====== Source records ======

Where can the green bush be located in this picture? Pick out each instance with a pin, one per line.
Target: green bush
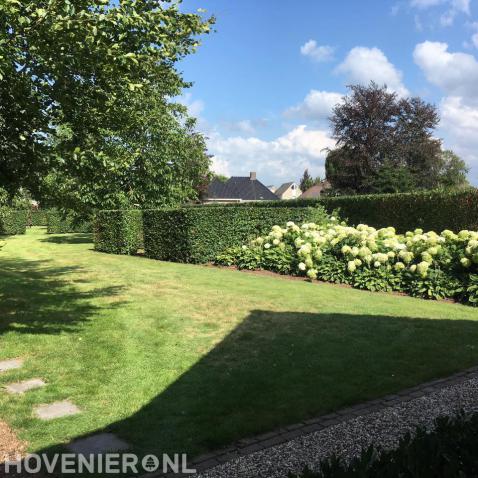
(61, 223)
(421, 264)
(119, 232)
(450, 450)
(435, 210)
(37, 217)
(13, 221)
(430, 210)
(198, 234)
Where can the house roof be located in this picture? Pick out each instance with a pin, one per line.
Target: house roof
(283, 188)
(315, 191)
(239, 187)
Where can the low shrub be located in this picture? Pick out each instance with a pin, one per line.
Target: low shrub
(427, 265)
(13, 221)
(61, 223)
(119, 232)
(450, 449)
(198, 234)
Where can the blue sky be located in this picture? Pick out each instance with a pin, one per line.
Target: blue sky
(266, 80)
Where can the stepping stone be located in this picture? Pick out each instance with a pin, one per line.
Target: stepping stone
(22, 387)
(96, 444)
(10, 364)
(56, 410)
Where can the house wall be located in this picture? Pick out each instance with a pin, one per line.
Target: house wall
(292, 192)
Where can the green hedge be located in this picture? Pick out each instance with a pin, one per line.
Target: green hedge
(431, 211)
(119, 232)
(12, 221)
(59, 223)
(198, 234)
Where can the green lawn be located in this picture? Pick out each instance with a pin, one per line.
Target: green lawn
(182, 358)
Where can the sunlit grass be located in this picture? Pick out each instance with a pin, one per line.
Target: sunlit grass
(186, 358)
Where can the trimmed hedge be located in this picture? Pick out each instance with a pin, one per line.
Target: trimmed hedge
(119, 232)
(198, 234)
(429, 210)
(58, 223)
(12, 221)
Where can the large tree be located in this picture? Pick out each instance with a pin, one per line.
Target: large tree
(87, 113)
(385, 143)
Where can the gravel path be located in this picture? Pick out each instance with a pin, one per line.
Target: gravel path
(383, 427)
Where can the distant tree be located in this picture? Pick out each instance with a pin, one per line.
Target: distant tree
(392, 179)
(453, 171)
(306, 181)
(385, 144)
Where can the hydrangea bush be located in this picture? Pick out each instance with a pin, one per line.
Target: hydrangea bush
(422, 264)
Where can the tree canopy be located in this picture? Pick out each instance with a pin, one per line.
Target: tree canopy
(386, 144)
(87, 115)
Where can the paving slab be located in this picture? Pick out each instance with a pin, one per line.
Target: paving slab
(10, 364)
(56, 410)
(96, 444)
(22, 387)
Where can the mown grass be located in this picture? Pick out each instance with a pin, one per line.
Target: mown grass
(182, 358)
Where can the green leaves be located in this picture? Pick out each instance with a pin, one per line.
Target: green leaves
(94, 88)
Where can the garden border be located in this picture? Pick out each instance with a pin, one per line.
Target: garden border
(264, 441)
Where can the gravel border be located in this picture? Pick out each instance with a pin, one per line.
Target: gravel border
(347, 432)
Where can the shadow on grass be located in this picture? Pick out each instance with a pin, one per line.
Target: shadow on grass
(76, 238)
(277, 369)
(38, 299)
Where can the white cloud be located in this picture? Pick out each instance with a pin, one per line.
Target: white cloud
(460, 128)
(363, 65)
(455, 73)
(275, 161)
(426, 3)
(454, 8)
(318, 53)
(317, 105)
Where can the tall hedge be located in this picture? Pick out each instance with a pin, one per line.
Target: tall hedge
(429, 210)
(13, 221)
(59, 223)
(119, 232)
(198, 234)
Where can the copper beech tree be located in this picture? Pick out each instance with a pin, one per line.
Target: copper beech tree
(385, 143)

======

* [What you have to do]: Of the lines above, retype only those from the line containing "Target: tree canopy" through the line containing "Where can the shadow", including both, exactly.

* [Problem solution]:
Target: tree canopy
(386, 144)
(87, 115)
Where can the paving slab be located in this picture? Pick out each instance with a pin, one per line.
Target: paving slab
(10, 364)
(56, 410)
(96, 444)
(22, 387)
Where can the mown grass be located in this picture? Pick out each instance with a pin, one per line.
Target: mown grass
(182, 358)
Where can the green leaves be located in this picture? Pick out each instance with a pin, one per line.
Target: green leaves
(94, 88)
Where can the garden border be located in this picture? Pick out each instance with a pin, one per line.
Target: garden border
(264, 441)
Where can the gravel border be located in this picture? Pick out each instance with a pin, one per line.
Target: gravel border
(347, 432)
Where can the shadow on grass be located in this picture? Pick out each instance with a pin, one per line.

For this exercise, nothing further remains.